### THE TASK
Rewrite the listing below as a two-column CSV with the headers wording and coordinates, starting with the line containing "Label each instance of the ear" and going on through the line containing "column 45, row 378". Give one row for each thing to be labeled, with its full wording in one quoted field, its coordinates in another, and line breaks replaced by spaces.

++++ DATASET CONTENT

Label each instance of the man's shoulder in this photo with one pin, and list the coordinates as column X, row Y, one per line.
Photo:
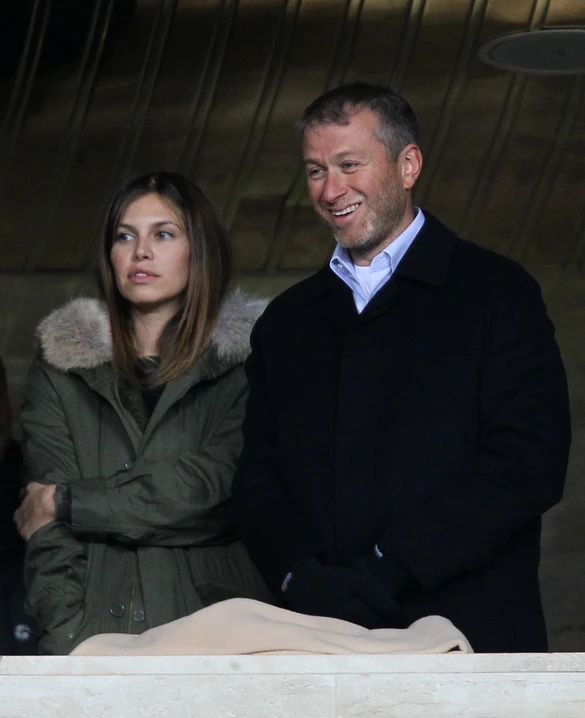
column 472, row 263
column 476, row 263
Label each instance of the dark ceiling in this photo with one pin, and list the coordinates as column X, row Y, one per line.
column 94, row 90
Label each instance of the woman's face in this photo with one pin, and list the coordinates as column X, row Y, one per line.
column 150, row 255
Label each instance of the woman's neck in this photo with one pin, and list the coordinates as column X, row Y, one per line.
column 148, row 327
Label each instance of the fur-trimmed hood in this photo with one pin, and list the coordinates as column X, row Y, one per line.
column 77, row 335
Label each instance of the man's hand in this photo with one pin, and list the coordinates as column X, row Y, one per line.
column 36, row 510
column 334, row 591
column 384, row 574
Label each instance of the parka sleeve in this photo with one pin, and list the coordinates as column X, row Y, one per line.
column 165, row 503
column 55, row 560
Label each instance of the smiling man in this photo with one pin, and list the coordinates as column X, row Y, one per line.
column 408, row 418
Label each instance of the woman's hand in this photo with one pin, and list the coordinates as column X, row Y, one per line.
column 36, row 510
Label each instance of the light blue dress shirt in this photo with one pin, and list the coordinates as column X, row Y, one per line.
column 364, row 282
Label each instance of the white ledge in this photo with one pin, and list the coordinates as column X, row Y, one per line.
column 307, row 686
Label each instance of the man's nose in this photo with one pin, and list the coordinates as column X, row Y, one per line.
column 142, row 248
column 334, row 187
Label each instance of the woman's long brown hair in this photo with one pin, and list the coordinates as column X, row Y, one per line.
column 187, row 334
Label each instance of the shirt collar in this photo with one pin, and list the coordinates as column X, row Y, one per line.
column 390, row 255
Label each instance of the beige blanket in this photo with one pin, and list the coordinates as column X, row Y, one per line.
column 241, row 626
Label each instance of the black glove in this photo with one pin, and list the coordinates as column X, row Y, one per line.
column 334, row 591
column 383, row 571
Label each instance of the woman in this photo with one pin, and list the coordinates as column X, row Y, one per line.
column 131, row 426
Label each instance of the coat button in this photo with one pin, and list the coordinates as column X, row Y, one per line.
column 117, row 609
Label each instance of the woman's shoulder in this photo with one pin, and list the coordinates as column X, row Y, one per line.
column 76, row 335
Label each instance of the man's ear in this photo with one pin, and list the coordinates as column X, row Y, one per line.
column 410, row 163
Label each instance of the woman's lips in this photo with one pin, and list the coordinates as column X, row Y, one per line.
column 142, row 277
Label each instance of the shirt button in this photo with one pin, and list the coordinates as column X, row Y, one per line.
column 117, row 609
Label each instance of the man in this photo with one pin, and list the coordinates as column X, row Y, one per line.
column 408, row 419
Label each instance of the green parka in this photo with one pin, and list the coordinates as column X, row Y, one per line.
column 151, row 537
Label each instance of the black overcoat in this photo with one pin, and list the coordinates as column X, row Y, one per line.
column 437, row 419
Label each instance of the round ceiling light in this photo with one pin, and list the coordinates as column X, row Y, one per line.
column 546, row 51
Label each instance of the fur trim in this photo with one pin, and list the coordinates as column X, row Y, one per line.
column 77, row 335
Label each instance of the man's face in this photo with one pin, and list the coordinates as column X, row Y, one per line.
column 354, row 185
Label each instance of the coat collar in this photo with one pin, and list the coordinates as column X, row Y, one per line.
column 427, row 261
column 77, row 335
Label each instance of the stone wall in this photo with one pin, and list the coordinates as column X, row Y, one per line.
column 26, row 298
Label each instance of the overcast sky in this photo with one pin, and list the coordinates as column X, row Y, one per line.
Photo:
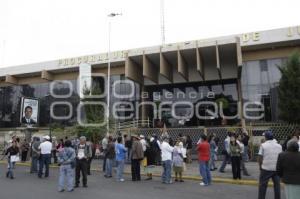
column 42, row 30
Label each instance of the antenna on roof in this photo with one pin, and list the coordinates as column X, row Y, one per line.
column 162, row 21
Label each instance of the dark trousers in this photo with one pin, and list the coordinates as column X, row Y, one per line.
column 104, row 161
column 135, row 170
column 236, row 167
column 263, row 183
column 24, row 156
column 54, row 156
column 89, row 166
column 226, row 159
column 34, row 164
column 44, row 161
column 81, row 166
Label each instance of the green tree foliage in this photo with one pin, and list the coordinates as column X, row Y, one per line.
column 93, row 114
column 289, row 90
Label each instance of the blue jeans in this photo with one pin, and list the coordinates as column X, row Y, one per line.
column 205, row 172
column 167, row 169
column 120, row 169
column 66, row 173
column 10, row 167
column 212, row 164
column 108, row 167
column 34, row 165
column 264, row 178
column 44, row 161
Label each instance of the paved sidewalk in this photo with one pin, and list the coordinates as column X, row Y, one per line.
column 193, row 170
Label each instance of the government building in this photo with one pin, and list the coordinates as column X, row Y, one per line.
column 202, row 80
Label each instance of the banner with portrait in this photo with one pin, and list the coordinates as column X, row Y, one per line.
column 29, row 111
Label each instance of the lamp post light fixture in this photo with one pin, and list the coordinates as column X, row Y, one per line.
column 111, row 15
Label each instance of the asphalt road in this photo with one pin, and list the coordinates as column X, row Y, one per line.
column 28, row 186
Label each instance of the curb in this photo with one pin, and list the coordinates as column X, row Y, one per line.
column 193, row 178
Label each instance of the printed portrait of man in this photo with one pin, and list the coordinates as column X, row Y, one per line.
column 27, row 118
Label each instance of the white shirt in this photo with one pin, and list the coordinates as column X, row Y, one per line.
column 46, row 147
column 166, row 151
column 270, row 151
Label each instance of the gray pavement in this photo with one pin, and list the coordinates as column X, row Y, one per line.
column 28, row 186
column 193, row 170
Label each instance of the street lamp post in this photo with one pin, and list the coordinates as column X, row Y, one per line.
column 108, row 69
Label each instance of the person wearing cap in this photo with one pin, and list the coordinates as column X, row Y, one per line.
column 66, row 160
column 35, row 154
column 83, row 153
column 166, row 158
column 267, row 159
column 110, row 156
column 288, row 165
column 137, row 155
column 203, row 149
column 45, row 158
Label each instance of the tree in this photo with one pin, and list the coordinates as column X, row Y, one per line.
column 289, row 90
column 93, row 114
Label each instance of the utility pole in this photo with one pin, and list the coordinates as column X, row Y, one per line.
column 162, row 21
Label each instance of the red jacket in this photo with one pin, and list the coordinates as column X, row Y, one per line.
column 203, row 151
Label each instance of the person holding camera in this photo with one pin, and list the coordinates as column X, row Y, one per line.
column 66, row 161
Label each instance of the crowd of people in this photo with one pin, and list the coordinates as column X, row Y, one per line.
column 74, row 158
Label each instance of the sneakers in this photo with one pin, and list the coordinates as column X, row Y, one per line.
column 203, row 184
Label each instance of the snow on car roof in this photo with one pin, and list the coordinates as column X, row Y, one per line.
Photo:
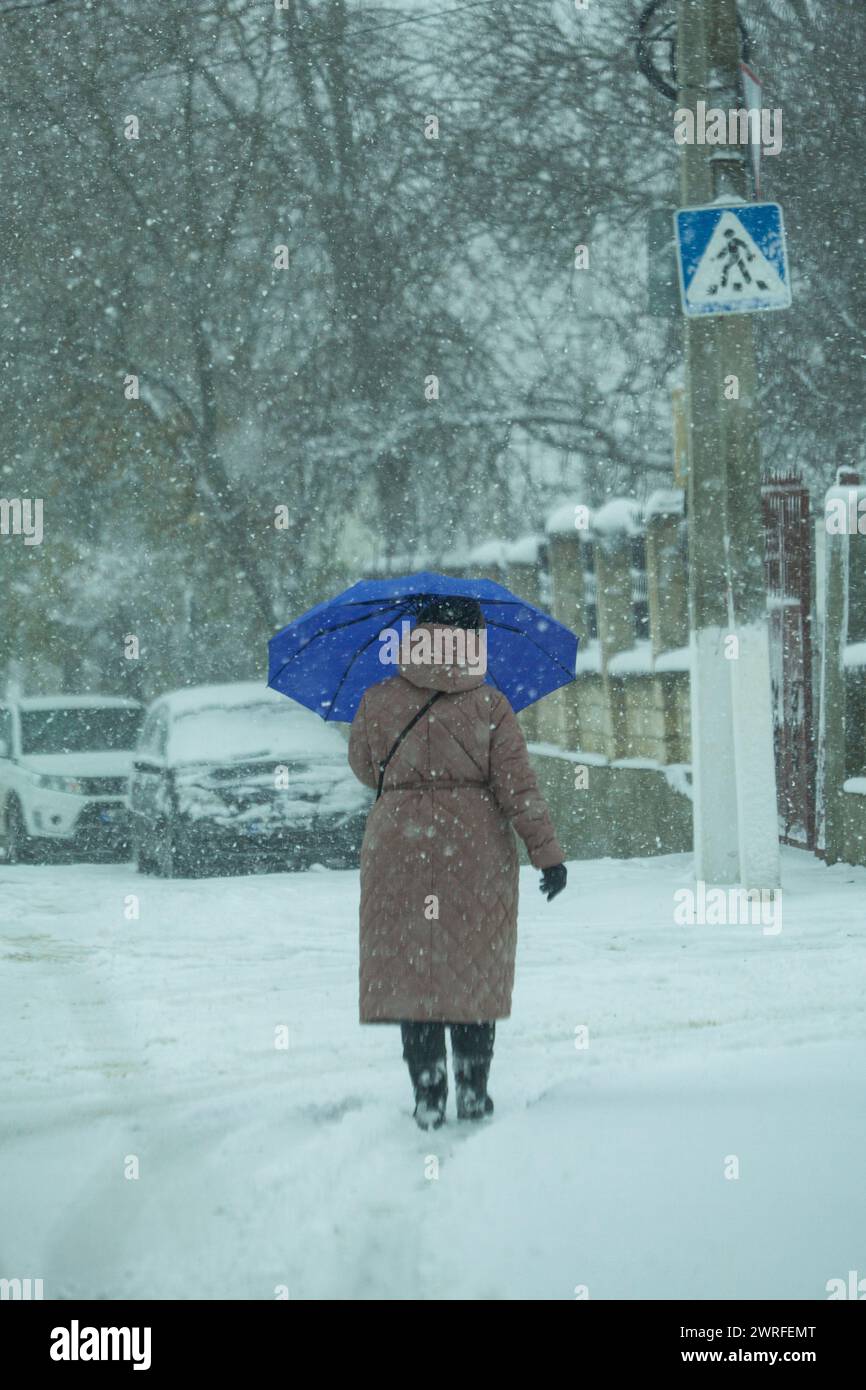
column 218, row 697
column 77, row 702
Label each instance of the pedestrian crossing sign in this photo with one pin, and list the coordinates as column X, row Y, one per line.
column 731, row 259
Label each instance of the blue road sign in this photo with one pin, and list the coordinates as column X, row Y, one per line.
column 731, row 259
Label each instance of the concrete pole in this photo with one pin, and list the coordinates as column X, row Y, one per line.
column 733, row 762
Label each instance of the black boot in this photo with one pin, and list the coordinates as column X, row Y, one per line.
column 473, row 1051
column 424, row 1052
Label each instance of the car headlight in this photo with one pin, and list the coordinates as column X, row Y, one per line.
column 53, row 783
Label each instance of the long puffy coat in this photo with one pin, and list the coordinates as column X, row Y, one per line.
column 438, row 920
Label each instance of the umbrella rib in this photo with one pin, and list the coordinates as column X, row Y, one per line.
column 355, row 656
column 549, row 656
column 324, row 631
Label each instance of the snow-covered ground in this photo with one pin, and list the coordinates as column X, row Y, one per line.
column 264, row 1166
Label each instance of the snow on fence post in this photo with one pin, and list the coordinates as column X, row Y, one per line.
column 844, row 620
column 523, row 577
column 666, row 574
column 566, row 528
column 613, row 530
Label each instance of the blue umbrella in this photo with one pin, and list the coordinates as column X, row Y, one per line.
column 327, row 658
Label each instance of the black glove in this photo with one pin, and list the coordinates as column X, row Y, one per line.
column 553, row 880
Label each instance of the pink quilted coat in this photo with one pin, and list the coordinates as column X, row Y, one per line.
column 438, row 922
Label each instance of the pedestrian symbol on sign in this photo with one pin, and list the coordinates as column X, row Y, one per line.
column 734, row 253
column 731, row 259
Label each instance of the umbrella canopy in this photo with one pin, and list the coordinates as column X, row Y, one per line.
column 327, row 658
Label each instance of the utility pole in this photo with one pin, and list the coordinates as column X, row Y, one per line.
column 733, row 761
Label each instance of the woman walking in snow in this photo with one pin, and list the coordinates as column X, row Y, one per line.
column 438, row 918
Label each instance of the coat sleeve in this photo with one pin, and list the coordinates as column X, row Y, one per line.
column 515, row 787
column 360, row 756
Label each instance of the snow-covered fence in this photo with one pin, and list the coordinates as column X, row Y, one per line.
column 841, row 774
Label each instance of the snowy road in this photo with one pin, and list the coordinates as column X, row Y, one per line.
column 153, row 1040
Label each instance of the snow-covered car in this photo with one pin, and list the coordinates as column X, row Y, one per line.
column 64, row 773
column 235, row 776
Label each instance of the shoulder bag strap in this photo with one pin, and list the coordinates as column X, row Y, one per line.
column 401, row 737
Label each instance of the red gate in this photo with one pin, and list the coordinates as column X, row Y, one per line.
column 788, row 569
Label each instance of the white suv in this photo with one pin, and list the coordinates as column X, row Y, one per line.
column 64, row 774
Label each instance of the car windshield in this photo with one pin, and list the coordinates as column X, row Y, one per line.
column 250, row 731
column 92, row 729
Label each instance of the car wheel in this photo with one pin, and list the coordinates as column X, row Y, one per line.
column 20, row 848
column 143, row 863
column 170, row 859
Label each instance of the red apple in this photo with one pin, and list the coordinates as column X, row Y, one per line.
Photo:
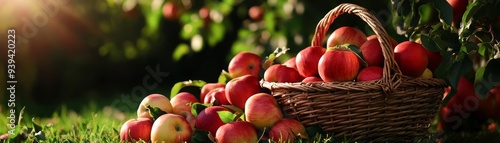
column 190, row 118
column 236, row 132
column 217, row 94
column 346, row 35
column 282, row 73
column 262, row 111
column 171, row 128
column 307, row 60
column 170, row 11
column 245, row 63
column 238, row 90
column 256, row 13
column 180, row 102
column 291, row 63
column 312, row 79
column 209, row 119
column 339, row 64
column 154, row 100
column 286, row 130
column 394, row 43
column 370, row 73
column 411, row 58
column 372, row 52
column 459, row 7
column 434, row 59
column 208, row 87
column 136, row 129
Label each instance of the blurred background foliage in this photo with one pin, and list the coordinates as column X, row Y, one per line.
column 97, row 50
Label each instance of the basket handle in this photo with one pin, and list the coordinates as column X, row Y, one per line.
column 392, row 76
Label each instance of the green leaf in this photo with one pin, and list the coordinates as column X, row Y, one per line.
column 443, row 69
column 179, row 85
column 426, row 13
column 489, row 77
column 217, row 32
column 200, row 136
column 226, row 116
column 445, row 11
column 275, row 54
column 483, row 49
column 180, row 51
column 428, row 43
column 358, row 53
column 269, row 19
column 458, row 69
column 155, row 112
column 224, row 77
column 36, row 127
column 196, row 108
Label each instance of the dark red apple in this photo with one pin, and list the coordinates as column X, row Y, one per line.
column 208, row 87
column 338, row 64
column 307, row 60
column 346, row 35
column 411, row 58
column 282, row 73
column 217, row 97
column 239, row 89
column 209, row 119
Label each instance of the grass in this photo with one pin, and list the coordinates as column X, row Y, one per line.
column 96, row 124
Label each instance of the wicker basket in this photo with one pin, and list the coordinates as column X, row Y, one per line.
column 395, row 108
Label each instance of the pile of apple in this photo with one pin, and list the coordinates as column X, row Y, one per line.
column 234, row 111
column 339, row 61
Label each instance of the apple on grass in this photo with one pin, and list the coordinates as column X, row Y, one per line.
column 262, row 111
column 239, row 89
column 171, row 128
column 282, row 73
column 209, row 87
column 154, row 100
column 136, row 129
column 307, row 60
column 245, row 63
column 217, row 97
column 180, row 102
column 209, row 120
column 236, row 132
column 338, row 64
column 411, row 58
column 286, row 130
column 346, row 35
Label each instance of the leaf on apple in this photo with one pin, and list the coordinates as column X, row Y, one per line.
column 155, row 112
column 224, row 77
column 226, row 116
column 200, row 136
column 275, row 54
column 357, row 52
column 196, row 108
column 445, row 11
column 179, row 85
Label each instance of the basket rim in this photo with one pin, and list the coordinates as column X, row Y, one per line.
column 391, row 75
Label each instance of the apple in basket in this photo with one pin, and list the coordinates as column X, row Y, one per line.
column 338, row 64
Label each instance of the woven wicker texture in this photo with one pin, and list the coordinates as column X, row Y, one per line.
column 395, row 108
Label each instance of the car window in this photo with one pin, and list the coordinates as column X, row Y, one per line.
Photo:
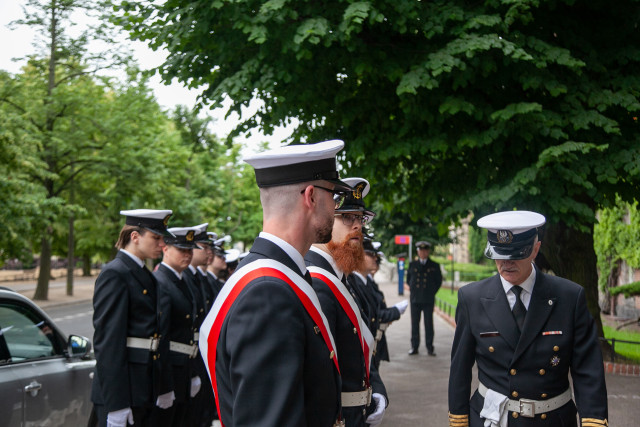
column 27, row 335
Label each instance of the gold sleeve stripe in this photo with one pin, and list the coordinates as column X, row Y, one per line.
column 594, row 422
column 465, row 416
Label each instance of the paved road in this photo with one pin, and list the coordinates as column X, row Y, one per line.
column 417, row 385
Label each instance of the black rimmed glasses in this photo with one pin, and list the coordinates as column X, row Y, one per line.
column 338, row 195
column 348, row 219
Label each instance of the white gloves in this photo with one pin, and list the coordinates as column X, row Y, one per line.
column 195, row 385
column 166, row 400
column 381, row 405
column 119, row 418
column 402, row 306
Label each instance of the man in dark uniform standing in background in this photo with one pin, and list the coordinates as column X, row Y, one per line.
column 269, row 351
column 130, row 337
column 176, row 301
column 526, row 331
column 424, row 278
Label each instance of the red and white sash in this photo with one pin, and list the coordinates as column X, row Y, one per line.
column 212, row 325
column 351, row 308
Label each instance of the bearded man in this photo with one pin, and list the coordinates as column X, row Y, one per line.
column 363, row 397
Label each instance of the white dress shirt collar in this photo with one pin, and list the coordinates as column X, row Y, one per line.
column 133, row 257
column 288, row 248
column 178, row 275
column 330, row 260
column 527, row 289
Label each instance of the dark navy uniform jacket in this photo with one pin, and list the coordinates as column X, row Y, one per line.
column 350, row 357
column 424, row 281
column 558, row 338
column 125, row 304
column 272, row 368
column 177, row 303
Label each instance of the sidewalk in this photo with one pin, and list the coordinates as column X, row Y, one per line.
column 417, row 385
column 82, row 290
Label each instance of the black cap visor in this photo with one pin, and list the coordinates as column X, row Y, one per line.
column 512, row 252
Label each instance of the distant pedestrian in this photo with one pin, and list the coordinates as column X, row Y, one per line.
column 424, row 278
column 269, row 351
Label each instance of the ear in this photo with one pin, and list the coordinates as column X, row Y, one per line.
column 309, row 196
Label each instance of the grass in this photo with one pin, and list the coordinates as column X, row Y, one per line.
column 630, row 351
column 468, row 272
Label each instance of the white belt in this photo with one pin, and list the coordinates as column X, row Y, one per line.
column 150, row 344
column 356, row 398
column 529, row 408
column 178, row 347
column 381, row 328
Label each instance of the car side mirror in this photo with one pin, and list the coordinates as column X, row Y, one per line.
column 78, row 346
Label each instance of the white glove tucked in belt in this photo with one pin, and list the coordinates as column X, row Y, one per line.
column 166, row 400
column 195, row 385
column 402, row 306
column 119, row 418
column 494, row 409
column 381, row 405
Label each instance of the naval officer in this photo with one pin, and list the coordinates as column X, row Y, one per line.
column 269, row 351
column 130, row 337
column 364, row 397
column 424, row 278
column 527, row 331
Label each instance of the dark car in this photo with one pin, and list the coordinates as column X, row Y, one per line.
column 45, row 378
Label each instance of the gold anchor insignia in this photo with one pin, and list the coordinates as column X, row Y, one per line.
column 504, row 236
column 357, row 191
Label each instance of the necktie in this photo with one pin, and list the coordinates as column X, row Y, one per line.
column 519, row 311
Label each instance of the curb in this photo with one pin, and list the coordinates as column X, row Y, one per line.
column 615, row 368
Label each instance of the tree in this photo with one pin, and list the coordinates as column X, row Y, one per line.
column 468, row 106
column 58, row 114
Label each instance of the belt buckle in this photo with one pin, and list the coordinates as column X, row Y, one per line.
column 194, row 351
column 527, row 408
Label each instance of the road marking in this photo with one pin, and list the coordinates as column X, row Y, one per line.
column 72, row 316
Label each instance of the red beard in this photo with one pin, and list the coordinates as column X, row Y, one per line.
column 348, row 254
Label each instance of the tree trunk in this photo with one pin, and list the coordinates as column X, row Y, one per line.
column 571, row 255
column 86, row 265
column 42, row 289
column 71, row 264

++++++++

### RESPONSE FOR THIS EXERCISE
wording,coordinates
"Label each instance of the ear in this photo with one pin, and list the coordinates as column X, row Y, one per line.","column 309, row 196"
"Label each instance of the grass in this photo with one pin, and list the coordinates as column X, row Y, one per line.","column 630, row 351 column 468, row 272"
"Label each instance of the white belt in this photo with one pin, and list the coordinates as column X, row Y, one per line.","column 150, row 344 column 356, row 398 column 529, row 408 column 178, row 347 column 381, row 328"
"Label each instance of the car side mirror in this photo with one pin, and list the coordinates as column X, row Y, one per line.","column 78, row 346"
"Label each instance of the white glove tucked in belt in this photo with one pin, and list the coordinates as column X, row Y, one per line.","column 166, row 400 column 195, row 385 column 402, row 306 column 119, row 418 column 494, row 409 column 381, row 405"
"Label each instance of the naval officer in this photo with one pin, and list the coordinates as column X, row Y, one per line.","column 269, row 351 column 130, row 337 column 364, row 397 column 424, row 278 column 527, row 331"
"Label each instance of the dark car in this photo with one pin, and list the coordinates as column X, row Y, one per line.","column 45, row 378"